**WHAT IS BEING ASKED:**
Rewrite the material below, putting "central point" wherever "innermost point" appears and leaving everything else unchanged.

Entries drawn from a collection
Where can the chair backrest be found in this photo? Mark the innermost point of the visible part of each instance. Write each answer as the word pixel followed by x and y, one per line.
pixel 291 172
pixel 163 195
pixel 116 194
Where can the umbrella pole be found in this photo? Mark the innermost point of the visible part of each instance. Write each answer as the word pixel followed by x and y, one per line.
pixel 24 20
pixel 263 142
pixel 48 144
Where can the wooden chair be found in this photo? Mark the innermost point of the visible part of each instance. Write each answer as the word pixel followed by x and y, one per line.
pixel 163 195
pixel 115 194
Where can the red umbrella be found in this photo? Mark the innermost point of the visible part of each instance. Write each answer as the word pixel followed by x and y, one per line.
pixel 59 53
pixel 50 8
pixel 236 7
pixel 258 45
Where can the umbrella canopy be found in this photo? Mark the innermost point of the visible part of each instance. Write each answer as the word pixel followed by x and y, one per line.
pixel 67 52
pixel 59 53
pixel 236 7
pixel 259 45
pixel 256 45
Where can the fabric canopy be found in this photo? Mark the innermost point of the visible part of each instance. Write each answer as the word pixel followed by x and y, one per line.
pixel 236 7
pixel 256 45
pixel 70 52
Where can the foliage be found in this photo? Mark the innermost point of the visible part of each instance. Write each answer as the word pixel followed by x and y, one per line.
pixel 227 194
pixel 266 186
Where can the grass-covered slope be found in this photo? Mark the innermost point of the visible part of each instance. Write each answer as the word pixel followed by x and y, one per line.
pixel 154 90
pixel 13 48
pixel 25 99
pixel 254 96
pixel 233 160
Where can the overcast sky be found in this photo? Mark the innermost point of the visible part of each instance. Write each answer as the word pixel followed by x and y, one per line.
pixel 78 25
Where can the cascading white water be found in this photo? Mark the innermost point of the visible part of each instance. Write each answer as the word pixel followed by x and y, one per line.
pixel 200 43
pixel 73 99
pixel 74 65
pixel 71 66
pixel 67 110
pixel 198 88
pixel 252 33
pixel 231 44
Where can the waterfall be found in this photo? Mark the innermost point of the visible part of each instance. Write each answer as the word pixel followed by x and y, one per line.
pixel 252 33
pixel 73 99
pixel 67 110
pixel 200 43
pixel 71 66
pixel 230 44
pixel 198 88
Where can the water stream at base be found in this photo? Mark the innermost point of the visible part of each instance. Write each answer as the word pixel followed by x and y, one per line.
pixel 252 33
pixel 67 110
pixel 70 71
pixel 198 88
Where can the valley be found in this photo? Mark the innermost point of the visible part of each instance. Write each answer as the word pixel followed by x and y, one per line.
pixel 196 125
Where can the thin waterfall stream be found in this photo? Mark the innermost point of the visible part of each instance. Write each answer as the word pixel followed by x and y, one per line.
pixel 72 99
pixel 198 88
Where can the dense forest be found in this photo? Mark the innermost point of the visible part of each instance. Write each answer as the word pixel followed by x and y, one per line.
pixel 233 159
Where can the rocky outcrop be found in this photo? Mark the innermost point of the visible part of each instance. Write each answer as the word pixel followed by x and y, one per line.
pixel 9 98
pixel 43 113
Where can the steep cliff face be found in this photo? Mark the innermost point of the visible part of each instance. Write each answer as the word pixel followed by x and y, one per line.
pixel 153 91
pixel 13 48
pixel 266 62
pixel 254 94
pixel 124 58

**REPLY TO THE TASK:**
Where can the chair backrest be found in this photo? Mark the central point of the visible part of each instance. Write each answer as the word pixel followed by x and y, one per line.
pixel 291 172
pixel 163 195
pixel 116 194
Where can the umbrella pole be found in this photo? Mark the central point of the visible part of each instance. Write each answer as the word pixel followed by x and y, one per line.
pixel 24 20
pixel 263 142
pixel 48 144
Where can the wooden chair be found in this photo? Mark the central point of the visible part of each instance. Write each answer as the word pixel followed by x and y, one per line.
pixel 163 195
pixel 115 194
Where can the red umbrella be found in this photo? Mark the central point of the visible part of each instance. Write each answer as the word pixel followed by x and y, one per line.
pixel 59 53
pixel 50 8
pixel 236 7
pixel 258 45
Where can the umbrella canopy be found in this photo? Mark the central point of the visible part of each instance. Write each answer as the word pixel followed by x and y, one per line.
pixel 67 52
pixel 59 53
pixel 236 7
pixel 259 45
pixel 256 45
Where can the fabric canopy be found in this photo? Mark the central point of the visible part of each instance. Write each answer as the word pixel followed by x and y, one per line.
pixel 236 7
pixel 256 45
pixel 70 52
Where can the foliage be found in this photo? Mark the central point of the visible part of each instance. Write each answer as the word pixel followed by x and y, one per line.
pixel 227 194
pixel 266 186
Where can the grass-covered slope be found in this photo? Mark the central point of the visible part of each instance. Write each answer as the word pixel followed by x and y, one per line.
pixel 154 90
pixel 13 48
pixel 25 99
pixel 254 96
pixel 233 160
Where can the overcast sky be found in this photo? Mark the central point of the visible part of each instance. Write each answer as the word pixel followed by x and y, one per line.
pixel 78 25
Where can the cascading white water be found in this photo? Mark the central point of the visible part of each instance. Write each answer as the word pixel followed by x and y, one per line.
pixel 200 43
pixel 73 99
pixel 74 65
pixel 71 66
pixel 67 110
pixel 198 88
pixel 252 33
pixel 231 44
Where can the waterfall be found in this photo? Mark the central point of the visible part of each instance. Write each answer as the word pixel followed by x and y, one per line.
pixel 252 33
pixel 73 99
pixel 67 110
pixel 200 43
pixel 71 66
pixel 230 44
pixel 198 88
Where can the water stream at base be found in this photo? Mark the central point of the visible part of each instance. Write each answer as the word pixel followed by x and y, one per line.
pixel 252 33
pixel 67 110
pixel 70 71
pixel 198 88
Where can the valley be found in this photo? Mark the central point of the visible part of each instance. Write each answer as the word pixel followed by x and y, one per line.
pixel 196 125
Where can the thin waterfall stream be found in this photo? Mark the central point of the visible part of each instance. Write each answer as the word pixel followed by x and y, one per line.
pixel 72 99
pixel 198 88
Where can the dense forest be found in this photo? Mark the central point of the visible part of each instance. Write each answer as the word pixel followed by x and y, one per line.
pixel 233 159
Where can the rocky outcrop be found in this photo? Mark the central point of the visible part of each instance. Write each answer as the word pixel followed by x and y, one per line.
pixel 9 98
pixel 43 113
Where can the steep cliff face be found in this photo? Mark the central point of the visible part of each instance. Write each answer as the word pixel followed by x and y, one per line.
pixel 153 91
pixel 13 48
pixel 266 62
pixel 254 94
pixel 124 58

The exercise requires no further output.